-------- EXTRACTED INFORMATION --------

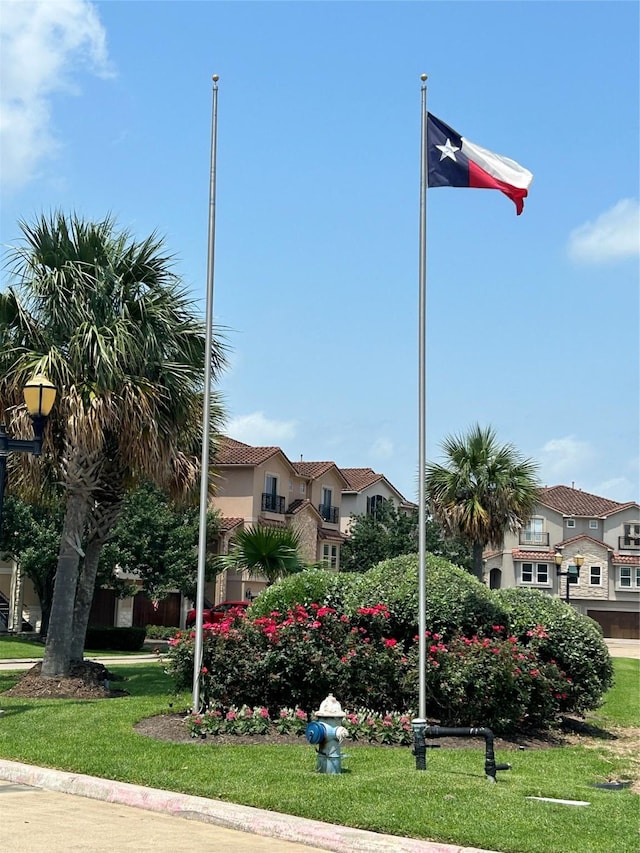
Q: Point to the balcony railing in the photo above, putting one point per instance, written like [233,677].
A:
[272,503]
[329,513]
[529,538]
[629,543]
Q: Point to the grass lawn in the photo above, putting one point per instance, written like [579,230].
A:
[381,790]
[20,647]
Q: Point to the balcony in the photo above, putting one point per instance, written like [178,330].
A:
[272,503]
[329,513]
[527,537]
[629,543]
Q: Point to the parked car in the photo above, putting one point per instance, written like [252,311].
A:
[216,613]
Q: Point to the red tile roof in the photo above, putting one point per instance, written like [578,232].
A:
[534,556]
[625,559]
[360,478]
[313,470]
[574,502]
[232,452]
[227,524]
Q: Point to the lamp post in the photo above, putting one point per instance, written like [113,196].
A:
[573,571]
[39,397]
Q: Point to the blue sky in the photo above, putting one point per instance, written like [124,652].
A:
[532,320]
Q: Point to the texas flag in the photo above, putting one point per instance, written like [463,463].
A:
[456,162]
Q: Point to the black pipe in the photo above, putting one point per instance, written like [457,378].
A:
[490,766]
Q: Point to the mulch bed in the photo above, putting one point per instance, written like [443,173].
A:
[173,727]
[86,680]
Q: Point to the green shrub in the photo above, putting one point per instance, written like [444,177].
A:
[115,639]
[160,632]
[311,586]
[574,641]
[455,601]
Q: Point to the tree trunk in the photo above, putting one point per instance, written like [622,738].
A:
[478,567]
[57,654]
[103,515]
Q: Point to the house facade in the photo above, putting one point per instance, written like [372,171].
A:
[602,534]
[365,492]
[260,485]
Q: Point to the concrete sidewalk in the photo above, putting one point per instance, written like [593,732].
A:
[73,812]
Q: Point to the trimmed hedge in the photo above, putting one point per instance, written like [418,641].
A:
[574,642]
[115,639]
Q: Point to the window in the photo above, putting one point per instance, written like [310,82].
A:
[535,573]
[533,532]
[330,556]
[271,485]
[629,577]
[374,504]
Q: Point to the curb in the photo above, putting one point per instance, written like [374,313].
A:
[313,833]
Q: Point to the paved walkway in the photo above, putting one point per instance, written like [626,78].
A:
[73,812]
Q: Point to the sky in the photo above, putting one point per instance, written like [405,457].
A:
[532,320]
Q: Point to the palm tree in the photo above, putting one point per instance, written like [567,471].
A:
[104,317]
[482,490]
[269,552]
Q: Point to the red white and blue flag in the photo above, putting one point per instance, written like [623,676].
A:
[456,162]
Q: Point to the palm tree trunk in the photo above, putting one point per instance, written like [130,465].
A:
[477,550]
[57,654]
[84,597]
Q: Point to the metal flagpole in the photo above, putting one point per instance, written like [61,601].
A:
[206,410]
[420,722]
[422,406]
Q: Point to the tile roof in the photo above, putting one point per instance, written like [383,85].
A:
[574,502]
[625,559]
[360,478]
[582,536]
[532,555]
[227,524]
[311,470]
[232,452]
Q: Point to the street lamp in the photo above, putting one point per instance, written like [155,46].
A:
[573,571]
[39,397]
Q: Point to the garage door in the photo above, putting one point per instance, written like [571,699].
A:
[616,624]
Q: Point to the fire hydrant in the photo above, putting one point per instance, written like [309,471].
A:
[328,733]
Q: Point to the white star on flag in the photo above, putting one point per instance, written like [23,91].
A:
[448,150]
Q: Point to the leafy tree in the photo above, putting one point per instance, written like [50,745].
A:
[31,533]
[390,533]
[157,539]
[269,552]
[104,317]
[483,489]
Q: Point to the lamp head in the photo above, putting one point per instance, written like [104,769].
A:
[39,396]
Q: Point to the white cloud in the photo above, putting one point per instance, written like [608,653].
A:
[614,234]
[259,430]
[562,458]
[43,45]
[382,448]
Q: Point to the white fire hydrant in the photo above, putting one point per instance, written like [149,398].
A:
[328,733]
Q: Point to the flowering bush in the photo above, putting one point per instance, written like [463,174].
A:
[362,725]
[259,668]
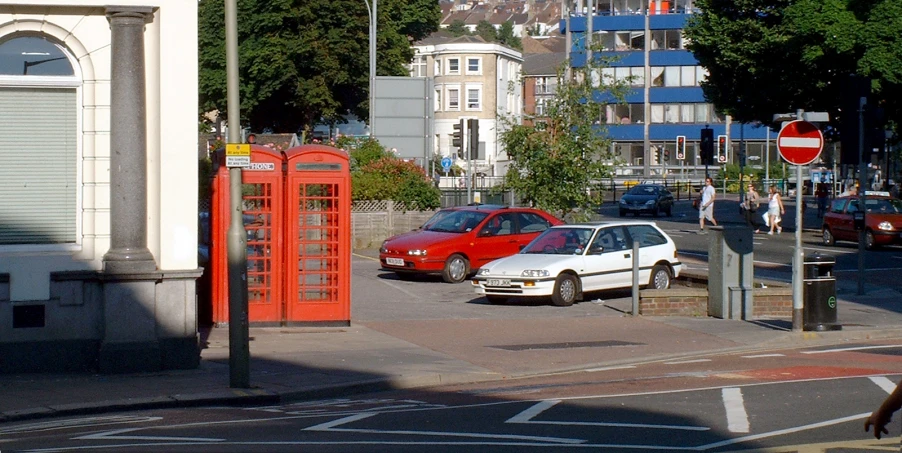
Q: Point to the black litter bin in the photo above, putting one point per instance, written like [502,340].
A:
[819,311]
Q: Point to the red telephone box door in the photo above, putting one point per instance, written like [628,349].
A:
[262,213]
[318,234]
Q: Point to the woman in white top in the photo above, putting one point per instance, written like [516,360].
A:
[774,210]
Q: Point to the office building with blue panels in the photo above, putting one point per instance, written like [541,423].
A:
[644,41]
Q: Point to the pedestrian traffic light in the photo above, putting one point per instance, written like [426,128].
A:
[722,146]
[473,136]
[681,147]
[707,146]
[458,135]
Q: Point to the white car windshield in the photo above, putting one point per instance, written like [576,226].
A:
[458,222]
[560,241]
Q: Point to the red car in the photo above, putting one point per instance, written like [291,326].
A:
[460,240]
[883,220]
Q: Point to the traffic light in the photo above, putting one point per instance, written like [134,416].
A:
[473,136]
[457,137]
[681,147]
[722,147]
[707,146]
[856,87]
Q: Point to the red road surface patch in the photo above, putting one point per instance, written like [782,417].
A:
[809,372]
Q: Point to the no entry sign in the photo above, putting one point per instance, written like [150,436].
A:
[800,142]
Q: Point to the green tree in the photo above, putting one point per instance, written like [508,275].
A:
[305,61]
[365,152]
[486,31]
[377,174]
[458,28]
[772,56]
[558,162]
[507,37]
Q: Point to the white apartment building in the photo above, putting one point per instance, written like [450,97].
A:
[473,79]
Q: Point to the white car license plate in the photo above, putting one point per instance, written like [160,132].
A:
[394,261]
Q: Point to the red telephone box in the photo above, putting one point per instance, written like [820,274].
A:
[296,210]
[262,212]
[318,218]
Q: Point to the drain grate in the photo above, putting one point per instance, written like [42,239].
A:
[567,345]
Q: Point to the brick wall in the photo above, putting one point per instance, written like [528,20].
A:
[674,302]
[770,302]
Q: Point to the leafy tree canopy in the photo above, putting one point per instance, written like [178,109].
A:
[305,60]
[558,161]
[507,36]
[774,56]
[377,174]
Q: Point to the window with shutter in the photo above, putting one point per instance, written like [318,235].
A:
[38,143]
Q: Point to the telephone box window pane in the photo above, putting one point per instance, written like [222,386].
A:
[34,56]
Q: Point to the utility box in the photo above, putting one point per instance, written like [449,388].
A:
[819,311]
[731,272]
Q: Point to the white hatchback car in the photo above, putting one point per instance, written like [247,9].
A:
[568,260]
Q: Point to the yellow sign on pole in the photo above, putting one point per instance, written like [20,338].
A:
[238,149]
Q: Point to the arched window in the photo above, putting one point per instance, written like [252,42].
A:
[39,191]
[35,56]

--------

EXERCISE DETAILS:
Check the lines above and copy each one that includes "telephone".

RESPONSE:
Q: Point to the red telephone box door in the photo above, putting one point per instance, written like [628,349].
Q: Point to the red telephone box in the photo above, putting one point per instance, written like [820,274].
Q: Point to the telephone box window pane in the photo above, putting one point per instance, written like [222,386].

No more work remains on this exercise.